Raw records:
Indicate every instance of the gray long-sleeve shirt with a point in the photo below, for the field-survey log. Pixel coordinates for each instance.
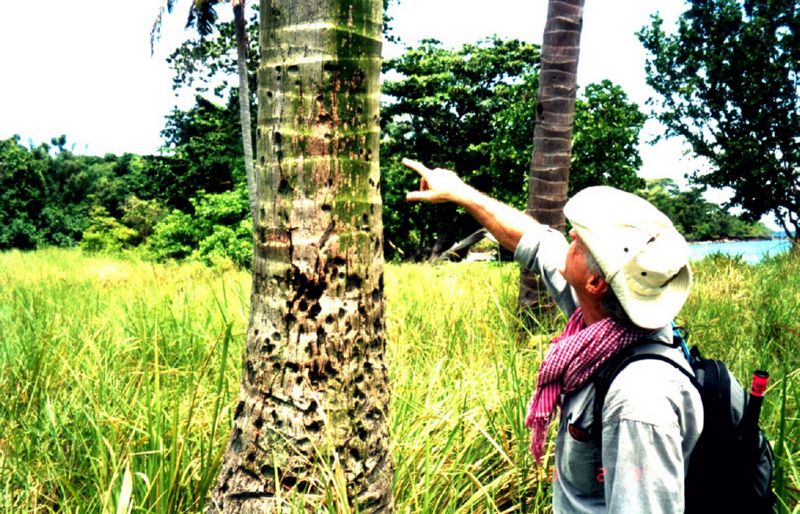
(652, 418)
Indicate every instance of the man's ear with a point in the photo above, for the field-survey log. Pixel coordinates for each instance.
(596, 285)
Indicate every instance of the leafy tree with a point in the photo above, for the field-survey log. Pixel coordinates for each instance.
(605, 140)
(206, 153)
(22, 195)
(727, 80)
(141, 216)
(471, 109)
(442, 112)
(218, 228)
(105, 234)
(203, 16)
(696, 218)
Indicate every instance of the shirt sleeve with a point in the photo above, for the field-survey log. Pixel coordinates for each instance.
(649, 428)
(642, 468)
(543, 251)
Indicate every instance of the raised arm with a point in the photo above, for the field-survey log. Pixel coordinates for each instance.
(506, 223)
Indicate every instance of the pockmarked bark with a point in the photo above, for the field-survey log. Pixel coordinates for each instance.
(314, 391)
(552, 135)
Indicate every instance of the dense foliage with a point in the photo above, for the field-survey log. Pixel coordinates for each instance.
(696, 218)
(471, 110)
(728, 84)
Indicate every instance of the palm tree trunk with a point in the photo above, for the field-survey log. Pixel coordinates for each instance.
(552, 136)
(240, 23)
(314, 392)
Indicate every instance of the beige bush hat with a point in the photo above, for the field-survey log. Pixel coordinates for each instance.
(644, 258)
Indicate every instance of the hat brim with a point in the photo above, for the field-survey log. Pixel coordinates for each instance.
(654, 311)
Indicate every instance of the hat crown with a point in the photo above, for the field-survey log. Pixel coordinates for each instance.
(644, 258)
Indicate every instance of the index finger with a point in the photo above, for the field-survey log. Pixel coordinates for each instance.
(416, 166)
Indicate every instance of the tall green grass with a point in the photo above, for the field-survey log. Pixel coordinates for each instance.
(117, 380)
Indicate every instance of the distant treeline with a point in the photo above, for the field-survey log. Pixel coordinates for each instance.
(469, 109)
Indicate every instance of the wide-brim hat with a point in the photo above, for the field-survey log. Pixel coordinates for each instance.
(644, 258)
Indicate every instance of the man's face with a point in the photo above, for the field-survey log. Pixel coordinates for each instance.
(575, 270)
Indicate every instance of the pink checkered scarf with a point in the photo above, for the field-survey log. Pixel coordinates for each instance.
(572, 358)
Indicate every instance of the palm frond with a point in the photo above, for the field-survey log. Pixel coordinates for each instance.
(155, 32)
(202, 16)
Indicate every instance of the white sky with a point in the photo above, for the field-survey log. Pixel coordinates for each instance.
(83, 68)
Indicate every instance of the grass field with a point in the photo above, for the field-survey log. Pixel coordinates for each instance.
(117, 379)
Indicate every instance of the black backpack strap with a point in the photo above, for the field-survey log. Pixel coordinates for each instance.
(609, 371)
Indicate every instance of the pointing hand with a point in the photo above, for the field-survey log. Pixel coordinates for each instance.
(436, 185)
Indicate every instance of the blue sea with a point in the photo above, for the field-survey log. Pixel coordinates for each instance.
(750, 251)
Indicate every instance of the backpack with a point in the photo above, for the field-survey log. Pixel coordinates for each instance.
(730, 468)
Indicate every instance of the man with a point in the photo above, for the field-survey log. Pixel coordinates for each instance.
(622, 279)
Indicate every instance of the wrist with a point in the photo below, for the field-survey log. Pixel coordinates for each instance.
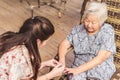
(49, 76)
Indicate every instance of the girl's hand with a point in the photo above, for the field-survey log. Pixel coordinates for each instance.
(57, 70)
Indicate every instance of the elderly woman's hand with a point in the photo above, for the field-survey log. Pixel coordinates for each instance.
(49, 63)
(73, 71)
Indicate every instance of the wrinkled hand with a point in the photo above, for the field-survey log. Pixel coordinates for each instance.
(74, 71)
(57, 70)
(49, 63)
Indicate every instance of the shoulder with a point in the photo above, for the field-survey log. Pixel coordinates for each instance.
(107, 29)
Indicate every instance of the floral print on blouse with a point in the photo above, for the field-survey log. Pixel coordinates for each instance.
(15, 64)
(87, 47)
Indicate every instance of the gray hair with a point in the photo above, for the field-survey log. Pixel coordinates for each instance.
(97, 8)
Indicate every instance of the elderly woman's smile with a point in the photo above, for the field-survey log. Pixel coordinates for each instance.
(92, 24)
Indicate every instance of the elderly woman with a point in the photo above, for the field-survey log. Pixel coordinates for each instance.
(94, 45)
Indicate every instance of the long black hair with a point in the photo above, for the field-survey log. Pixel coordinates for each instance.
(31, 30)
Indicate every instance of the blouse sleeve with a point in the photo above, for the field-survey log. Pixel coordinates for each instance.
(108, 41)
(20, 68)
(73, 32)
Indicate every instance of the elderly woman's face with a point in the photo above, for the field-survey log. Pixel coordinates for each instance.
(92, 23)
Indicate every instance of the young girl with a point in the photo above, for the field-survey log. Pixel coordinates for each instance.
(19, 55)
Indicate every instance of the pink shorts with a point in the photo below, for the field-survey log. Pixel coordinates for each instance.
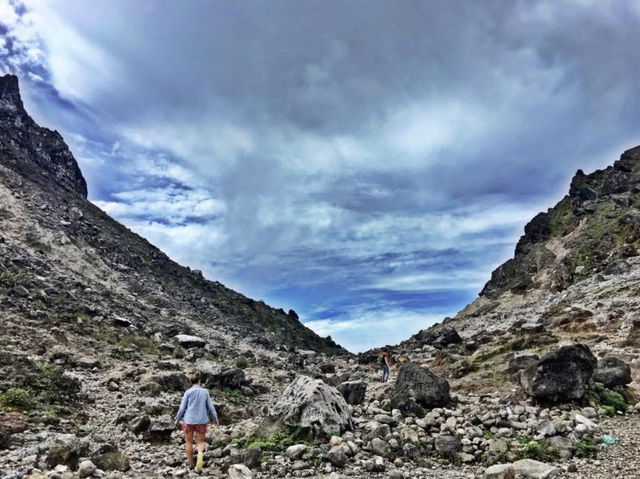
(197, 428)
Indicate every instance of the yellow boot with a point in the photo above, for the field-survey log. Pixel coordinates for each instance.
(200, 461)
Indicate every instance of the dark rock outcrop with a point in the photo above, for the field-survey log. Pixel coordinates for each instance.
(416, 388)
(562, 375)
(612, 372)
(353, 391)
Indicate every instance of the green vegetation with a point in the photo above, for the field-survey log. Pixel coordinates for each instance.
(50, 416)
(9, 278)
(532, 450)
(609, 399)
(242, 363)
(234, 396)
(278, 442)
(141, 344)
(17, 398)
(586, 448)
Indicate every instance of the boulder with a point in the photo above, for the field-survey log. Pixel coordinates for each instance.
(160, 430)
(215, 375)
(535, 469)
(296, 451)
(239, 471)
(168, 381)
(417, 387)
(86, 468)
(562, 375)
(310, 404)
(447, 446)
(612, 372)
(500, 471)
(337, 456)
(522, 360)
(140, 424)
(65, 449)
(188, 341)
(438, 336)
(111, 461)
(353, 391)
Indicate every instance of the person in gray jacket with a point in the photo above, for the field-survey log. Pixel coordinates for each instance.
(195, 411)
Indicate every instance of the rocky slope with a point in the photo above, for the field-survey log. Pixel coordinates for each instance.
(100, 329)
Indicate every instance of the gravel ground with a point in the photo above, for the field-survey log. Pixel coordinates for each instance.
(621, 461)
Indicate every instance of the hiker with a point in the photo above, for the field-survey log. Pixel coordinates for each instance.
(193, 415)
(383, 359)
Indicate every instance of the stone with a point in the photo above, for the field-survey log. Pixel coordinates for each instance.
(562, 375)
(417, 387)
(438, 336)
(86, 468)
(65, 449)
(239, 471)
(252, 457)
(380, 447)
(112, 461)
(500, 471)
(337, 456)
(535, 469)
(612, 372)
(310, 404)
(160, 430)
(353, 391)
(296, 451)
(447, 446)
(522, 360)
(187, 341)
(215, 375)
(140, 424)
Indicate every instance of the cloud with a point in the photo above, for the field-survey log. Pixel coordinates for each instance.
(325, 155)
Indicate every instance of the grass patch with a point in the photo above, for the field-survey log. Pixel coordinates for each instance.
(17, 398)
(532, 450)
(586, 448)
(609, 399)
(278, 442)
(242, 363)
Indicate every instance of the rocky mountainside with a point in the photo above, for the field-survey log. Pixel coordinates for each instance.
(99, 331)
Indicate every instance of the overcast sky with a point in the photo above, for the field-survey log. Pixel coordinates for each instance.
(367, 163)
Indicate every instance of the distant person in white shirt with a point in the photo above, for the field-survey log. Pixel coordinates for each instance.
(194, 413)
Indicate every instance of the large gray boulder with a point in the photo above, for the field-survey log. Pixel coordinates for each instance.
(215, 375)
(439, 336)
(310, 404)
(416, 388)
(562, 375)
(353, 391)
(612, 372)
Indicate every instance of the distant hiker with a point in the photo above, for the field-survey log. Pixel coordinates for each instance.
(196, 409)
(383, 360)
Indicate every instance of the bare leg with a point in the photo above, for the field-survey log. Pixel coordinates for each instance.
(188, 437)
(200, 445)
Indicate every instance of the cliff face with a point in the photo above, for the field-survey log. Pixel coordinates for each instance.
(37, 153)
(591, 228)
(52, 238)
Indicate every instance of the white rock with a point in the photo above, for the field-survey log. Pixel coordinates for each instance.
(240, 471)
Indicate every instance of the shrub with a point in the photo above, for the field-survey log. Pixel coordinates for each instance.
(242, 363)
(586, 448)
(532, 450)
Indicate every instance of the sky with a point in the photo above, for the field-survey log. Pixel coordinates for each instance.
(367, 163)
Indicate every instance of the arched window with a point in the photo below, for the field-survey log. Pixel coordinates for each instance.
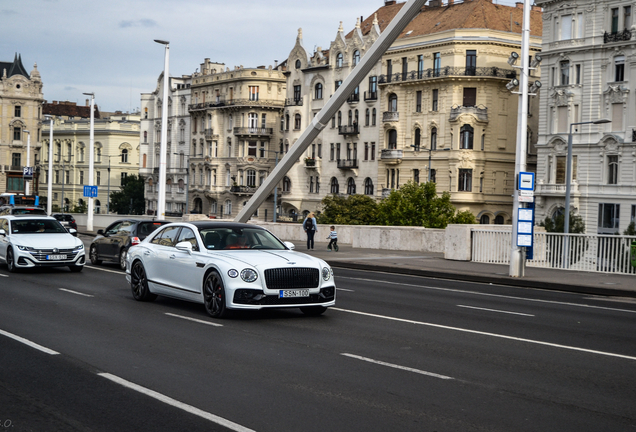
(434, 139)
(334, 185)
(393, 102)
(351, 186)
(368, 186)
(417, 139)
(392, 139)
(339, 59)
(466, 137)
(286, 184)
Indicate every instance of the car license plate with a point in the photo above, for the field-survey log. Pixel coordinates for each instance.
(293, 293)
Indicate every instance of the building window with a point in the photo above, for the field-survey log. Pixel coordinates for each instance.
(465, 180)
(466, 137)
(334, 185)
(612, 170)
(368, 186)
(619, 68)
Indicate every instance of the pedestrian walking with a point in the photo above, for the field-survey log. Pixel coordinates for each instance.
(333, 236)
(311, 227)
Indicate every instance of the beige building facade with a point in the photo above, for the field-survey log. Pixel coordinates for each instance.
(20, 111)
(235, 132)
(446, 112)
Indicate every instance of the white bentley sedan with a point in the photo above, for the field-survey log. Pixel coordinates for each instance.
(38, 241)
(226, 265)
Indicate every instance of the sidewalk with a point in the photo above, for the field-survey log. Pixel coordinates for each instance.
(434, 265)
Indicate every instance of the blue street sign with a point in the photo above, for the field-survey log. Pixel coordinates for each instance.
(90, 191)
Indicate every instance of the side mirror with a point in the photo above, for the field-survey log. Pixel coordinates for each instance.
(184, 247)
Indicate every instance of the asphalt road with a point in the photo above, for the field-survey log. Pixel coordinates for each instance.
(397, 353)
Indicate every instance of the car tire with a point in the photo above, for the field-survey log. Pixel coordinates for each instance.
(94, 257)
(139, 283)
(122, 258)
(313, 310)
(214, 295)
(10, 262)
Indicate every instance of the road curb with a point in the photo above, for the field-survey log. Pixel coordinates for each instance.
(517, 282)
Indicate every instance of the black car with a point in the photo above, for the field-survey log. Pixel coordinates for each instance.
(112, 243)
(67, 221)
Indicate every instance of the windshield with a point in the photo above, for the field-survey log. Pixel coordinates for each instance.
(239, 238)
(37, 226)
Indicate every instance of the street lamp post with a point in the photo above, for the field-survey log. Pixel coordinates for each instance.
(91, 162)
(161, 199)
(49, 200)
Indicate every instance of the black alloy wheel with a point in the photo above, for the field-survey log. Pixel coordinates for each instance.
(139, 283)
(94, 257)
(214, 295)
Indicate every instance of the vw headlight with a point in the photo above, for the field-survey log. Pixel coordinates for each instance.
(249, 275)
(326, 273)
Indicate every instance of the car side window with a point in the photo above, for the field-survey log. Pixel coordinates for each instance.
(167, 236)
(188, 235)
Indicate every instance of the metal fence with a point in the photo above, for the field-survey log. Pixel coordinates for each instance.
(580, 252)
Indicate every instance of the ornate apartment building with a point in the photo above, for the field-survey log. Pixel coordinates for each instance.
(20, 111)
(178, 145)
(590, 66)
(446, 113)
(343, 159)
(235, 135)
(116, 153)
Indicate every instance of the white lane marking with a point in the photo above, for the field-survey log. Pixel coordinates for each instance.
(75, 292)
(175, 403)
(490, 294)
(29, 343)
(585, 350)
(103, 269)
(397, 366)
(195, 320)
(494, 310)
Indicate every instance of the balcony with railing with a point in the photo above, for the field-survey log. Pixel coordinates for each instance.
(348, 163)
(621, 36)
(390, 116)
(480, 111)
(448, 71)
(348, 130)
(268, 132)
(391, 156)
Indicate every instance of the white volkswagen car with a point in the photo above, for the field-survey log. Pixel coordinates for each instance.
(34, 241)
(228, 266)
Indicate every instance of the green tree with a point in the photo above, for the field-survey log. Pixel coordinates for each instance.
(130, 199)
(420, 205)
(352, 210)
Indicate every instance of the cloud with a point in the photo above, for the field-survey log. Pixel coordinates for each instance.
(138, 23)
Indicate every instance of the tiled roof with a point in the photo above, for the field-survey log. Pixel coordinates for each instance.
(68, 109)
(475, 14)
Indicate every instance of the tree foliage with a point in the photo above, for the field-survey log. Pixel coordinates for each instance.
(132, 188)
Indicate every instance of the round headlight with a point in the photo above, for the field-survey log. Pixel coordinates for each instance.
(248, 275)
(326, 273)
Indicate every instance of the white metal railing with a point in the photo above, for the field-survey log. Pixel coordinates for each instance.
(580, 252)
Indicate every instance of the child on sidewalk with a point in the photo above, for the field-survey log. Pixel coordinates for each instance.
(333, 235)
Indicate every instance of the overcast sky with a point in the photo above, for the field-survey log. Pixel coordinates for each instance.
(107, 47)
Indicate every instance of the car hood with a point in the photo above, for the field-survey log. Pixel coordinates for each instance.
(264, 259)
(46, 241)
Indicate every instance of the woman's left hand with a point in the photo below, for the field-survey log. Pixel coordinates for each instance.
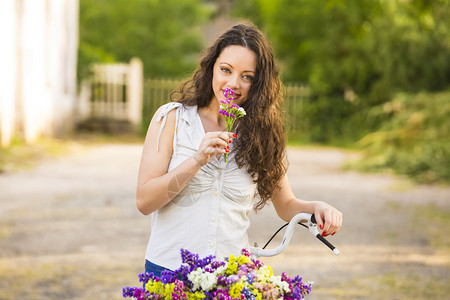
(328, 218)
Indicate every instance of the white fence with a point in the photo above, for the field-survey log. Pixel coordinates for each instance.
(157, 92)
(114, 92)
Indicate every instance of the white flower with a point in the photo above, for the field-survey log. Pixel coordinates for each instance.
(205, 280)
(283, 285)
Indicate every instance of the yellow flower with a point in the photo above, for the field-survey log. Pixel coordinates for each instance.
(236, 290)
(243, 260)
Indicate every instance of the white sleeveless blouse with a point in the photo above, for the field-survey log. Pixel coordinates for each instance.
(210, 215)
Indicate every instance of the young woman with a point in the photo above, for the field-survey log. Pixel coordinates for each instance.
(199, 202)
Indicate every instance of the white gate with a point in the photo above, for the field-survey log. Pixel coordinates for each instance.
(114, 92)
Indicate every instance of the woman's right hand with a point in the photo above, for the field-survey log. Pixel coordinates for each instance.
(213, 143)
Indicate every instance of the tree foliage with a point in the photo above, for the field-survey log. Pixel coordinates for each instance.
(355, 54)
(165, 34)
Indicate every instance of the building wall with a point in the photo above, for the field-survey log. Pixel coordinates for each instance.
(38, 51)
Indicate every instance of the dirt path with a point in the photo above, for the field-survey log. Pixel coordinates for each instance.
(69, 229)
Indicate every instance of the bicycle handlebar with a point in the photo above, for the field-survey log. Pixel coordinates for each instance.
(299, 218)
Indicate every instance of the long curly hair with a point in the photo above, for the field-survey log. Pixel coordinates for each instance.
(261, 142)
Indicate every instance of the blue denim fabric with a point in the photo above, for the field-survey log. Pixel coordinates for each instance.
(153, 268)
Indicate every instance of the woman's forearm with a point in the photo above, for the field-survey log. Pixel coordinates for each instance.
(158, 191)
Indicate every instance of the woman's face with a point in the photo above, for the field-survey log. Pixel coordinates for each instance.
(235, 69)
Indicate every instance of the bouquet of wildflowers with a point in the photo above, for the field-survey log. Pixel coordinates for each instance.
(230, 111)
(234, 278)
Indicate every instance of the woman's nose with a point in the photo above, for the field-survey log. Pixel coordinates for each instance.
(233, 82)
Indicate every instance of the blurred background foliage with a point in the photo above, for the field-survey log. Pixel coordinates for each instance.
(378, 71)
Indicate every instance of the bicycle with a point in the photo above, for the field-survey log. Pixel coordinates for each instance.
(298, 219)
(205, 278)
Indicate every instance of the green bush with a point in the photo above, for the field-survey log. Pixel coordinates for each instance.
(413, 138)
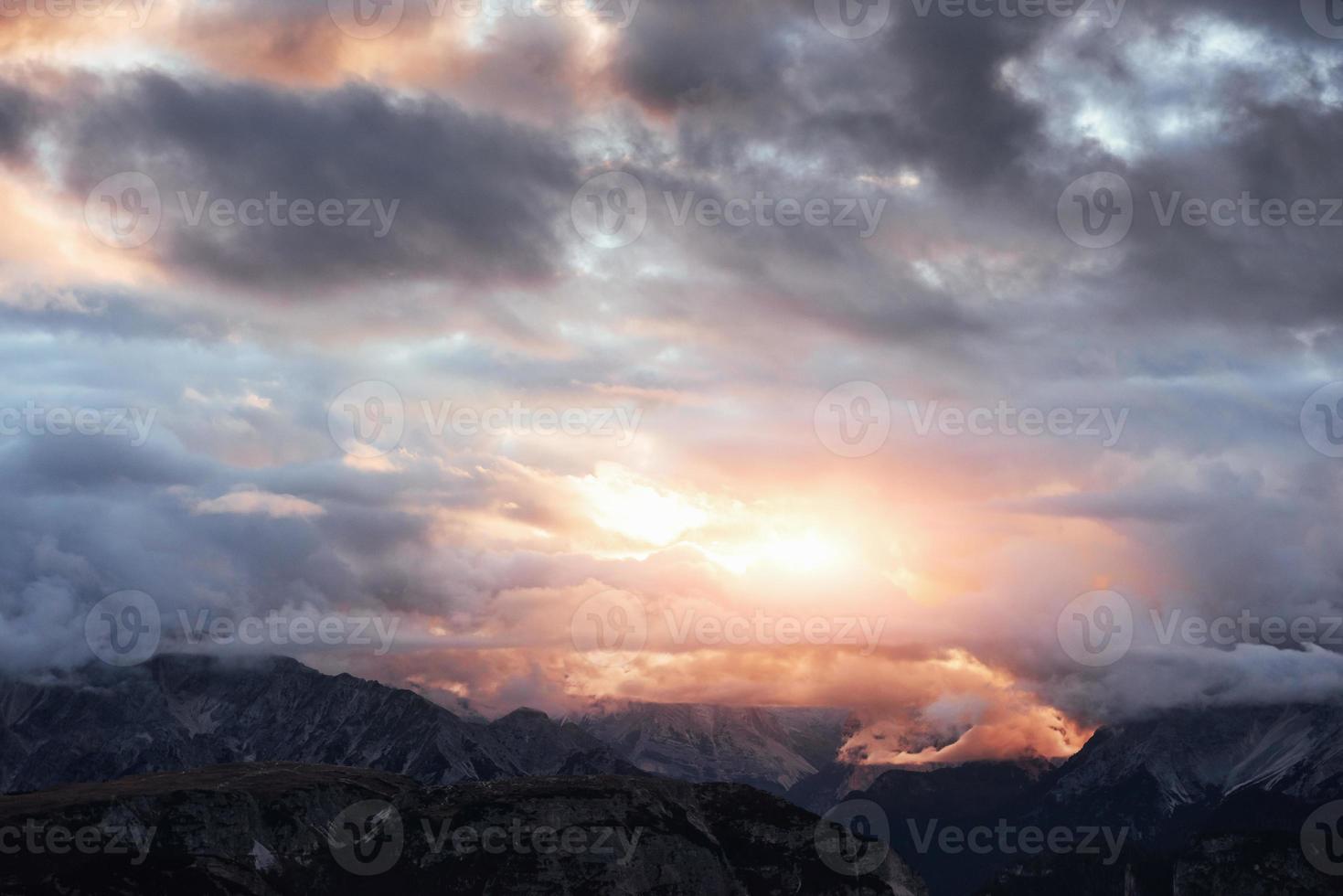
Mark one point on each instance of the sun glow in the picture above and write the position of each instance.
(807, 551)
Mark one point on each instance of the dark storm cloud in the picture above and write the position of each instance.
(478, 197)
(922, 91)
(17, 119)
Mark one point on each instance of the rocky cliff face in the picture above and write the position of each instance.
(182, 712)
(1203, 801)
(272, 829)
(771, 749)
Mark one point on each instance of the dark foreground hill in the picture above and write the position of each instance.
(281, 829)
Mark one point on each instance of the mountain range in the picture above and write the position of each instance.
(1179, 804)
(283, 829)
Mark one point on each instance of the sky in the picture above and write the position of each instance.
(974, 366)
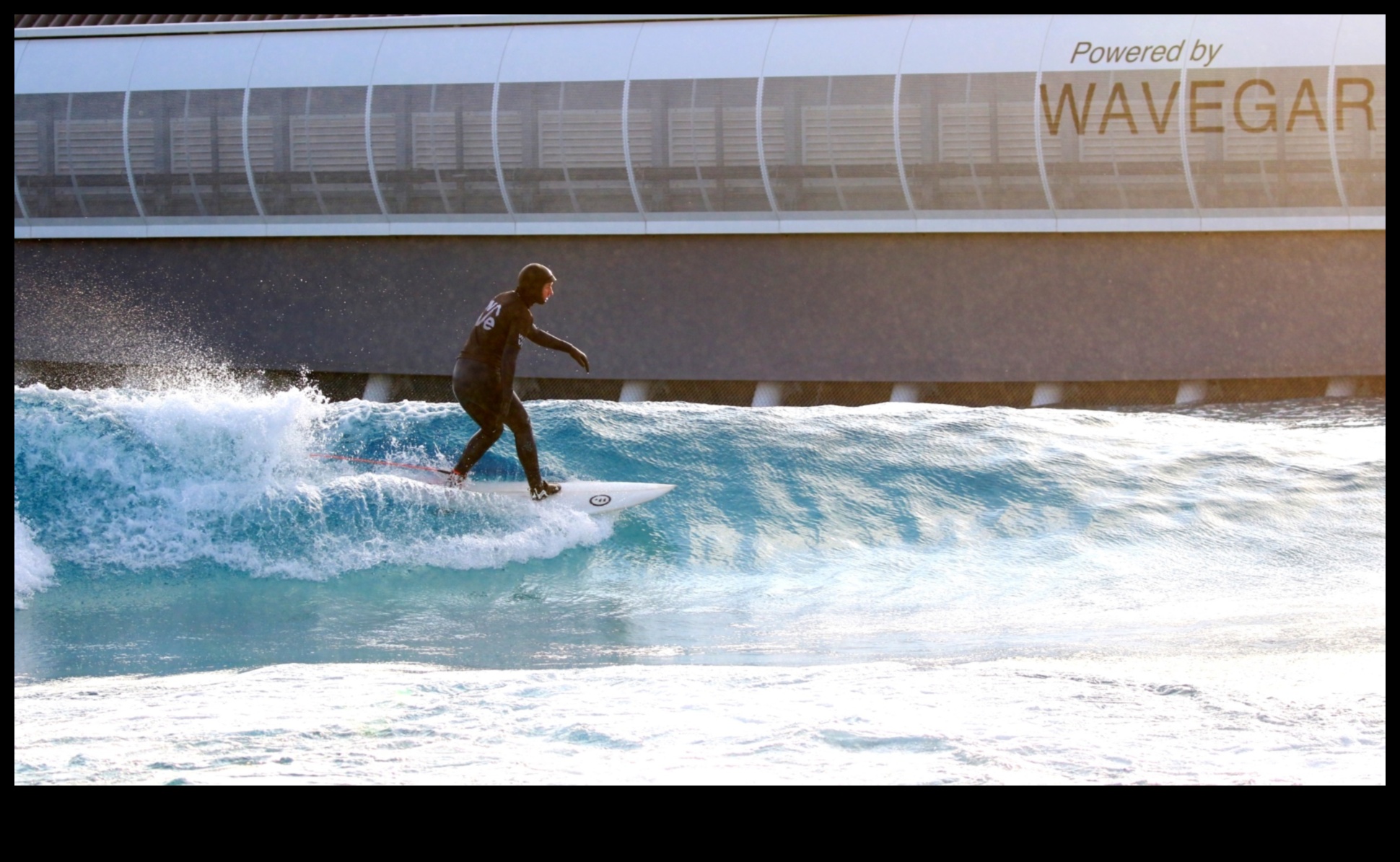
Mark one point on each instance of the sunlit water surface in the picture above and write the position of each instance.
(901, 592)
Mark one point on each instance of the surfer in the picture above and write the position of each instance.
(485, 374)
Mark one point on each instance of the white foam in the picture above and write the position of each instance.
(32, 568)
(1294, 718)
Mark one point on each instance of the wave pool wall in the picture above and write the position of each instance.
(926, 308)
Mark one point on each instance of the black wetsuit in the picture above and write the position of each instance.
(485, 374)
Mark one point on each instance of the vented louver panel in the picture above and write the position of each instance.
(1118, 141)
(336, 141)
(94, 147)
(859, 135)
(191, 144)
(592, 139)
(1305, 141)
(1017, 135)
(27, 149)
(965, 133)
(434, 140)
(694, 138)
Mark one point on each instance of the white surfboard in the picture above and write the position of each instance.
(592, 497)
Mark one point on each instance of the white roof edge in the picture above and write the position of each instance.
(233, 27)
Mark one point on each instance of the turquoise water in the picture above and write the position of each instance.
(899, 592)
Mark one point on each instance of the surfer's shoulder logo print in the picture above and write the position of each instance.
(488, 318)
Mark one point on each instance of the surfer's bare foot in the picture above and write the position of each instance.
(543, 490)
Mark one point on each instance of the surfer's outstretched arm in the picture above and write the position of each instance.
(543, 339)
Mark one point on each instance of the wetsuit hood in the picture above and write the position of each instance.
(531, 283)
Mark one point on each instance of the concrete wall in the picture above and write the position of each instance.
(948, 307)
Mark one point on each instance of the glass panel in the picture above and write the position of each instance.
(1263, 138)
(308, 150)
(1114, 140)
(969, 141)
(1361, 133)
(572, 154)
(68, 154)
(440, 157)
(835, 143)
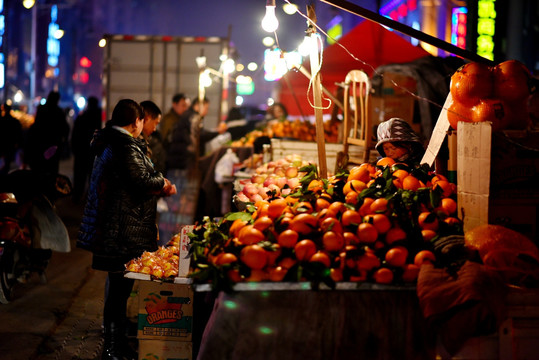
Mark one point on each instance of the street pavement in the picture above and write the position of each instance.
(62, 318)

Task brief: Please turn the stretch from the line containing "Mark one point on each instance of the glass" through the end of the material into a numbered list, skipping any blank lines and leaving the pictures out.

Reply to the exercise:
1. Mark one point on each instance of the glass panel in the picture above and write the position of each instance.
2. (1263, 138)
3. (308, 150)
4. (1114, 140)
5. (969, 141)
6. (1361, 133)
7. (572, 154)
8. (68, 154)
9. (440, 157)
10. (835, 143)
11. Mark one point on each instance of the street pavement in the picture above and write the position of each instance.
12. (62, 318)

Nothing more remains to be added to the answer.